- [SUPPLIED TEXT]:
►
Greece misses another deadline

When you consider the sizeable hurdles that Greece will have to meet to keep its June debt repayments, EUR/USD has remained remarkably calm.

Euro and US dollar notes
Source: Bloomberg

Euro’s sideways trading likely to continue

Despite a plethora of institutional analysts predicting EUR/USD would reach parity either by the end of the year or the first half of 2016, we have seen remarkably little evidence that this will materialise any time soon.

The latest deadline over Syriza agreeing and implementing further cost-cutting austerity measures has now been passed, and the response from both Greece and its potential lifesavers has been to blame each other. This month will see another €1.5 billion required to be paid back to the International Monetary Fund and €5.2 billion in short-term debt.

Yesterday Christine Lagarde, Mario Draghi, Jean-Claude Junker and Angela Merkel were all reported to have met in order to thrash out an agreed stance around Greece. The fact that no-one from Greece was there is somewhat troubling.

With such a large question mark hanging over Greece it is difficult to see what progress EUR/USD can make, and as such a continuation of its lateral move looks likely.
◄
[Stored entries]
►
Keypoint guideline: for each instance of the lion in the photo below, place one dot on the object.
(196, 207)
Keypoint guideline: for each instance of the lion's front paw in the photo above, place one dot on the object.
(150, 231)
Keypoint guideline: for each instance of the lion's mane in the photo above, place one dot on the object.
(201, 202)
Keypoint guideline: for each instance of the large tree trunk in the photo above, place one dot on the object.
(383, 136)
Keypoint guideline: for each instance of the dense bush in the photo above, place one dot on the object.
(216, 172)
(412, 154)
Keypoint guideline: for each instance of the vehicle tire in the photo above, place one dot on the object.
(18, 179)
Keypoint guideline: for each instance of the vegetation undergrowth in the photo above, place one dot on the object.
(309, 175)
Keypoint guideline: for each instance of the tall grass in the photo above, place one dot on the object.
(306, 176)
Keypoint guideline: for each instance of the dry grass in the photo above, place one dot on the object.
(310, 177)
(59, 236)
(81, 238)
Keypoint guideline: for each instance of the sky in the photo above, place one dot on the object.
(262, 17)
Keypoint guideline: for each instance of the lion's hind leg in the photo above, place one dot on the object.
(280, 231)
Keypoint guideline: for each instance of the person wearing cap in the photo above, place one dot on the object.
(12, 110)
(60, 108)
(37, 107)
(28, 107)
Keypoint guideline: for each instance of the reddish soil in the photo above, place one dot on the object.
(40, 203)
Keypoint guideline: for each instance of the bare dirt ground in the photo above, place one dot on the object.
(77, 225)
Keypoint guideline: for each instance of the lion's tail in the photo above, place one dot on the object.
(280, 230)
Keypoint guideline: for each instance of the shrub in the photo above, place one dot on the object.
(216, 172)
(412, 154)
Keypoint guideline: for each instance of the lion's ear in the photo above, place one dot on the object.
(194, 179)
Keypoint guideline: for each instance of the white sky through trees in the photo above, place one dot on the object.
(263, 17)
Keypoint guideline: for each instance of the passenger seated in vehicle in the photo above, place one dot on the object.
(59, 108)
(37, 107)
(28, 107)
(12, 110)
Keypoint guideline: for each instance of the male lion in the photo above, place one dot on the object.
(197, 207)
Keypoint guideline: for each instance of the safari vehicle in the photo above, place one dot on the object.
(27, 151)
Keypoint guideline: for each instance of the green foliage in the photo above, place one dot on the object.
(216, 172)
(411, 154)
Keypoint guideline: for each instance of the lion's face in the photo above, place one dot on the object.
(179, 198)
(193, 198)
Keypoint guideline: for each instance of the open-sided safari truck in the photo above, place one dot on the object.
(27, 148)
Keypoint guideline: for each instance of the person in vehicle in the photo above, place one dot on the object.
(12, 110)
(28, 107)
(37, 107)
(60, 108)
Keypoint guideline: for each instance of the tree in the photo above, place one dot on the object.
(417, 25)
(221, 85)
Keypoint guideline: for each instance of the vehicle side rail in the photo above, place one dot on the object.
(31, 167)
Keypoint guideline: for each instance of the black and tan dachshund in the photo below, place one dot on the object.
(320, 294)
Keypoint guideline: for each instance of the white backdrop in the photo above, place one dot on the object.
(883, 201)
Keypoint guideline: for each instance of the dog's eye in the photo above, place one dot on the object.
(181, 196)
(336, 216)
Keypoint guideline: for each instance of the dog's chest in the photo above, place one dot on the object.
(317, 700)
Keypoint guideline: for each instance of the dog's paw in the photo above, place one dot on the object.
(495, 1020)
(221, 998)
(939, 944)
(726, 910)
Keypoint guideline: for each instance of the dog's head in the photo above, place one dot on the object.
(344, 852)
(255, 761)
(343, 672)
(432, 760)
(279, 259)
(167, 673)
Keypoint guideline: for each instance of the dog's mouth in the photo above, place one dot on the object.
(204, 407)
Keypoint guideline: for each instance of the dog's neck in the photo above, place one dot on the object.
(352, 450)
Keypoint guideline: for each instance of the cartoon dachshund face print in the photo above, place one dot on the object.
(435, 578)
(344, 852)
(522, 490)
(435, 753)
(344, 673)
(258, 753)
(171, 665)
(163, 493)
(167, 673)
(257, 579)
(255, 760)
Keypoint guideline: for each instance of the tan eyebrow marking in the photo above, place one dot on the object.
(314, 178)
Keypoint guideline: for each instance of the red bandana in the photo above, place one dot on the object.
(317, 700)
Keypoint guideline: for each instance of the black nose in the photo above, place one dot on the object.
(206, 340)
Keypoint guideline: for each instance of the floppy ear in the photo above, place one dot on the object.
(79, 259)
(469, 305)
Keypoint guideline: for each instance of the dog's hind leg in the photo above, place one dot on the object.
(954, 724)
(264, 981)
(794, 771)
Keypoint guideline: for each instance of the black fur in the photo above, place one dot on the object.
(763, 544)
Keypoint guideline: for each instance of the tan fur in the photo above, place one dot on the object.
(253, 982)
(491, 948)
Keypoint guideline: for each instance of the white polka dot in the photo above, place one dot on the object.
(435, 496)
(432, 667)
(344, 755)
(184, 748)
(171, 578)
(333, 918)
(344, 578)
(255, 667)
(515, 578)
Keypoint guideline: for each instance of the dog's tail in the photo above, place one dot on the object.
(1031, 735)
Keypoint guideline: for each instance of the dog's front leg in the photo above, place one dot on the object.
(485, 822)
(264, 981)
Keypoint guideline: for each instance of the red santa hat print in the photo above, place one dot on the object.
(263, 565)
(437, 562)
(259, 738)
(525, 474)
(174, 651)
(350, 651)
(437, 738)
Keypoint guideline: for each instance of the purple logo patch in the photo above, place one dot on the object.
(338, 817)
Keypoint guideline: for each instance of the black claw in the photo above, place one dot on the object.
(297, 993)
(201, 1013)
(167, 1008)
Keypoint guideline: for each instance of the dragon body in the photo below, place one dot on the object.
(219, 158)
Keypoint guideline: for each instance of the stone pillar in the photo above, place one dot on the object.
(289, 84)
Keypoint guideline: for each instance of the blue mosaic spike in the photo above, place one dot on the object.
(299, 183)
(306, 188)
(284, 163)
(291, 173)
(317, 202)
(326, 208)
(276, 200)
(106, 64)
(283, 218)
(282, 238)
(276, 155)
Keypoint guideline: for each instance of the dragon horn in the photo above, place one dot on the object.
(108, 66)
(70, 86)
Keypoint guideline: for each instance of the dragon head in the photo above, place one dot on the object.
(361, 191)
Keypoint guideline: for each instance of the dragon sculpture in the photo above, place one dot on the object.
◄
- [WORK TASK 1]: In the Greece debt text, how much short-term debt must Greece pay this month?
- [WORK TASK 2]: Turn the paragraph of the Greece debt text that begins "The latest deadline over Syriza" into a short list that keeps its main facts.
- [WORK TASK 3]: Carry on writing the Greece debt text from its last sentence.
These rows were drawn from a separate source.

- [EXERCISE ANSWER 1]: €5.2 billion.

- [EXERCISE ANSWER 2]:
- The latest deadline for Syriza to agree to and implement further austerity cuts has passed.
- Greece and its potential lifesavers are blaming each other.
- This month Greece must repay €1.5 billion to the International Monetary Fund.
- It also owes €5.2 billion in short-term debt.

- [EXERCISE ANSWER 3]:
Dollar recovers lost ground

GBP/USD has continued trending lower as the dollar has clawed back some lost ground. This week will see manufacturing, construction and services data out for the UK, giving the markets an opportunity to gauge exactly how strong the underlying economic picture really is. Both sides of this particular equation appear to have their problems, with the UK fearful of the mess that the eurozone appears to be getting themselves into. The US, on the other hand, look to have lost a lot of the resolve it initially had in going it alone as far as raising interest rates are concerned.

In the near term GBP/USD has a couple of important moving average levels to break through if it wants to continue falling, and the plethora of economic data will offer currency traders a number of opportunities to re-assess their perception of the UK’s economic strength.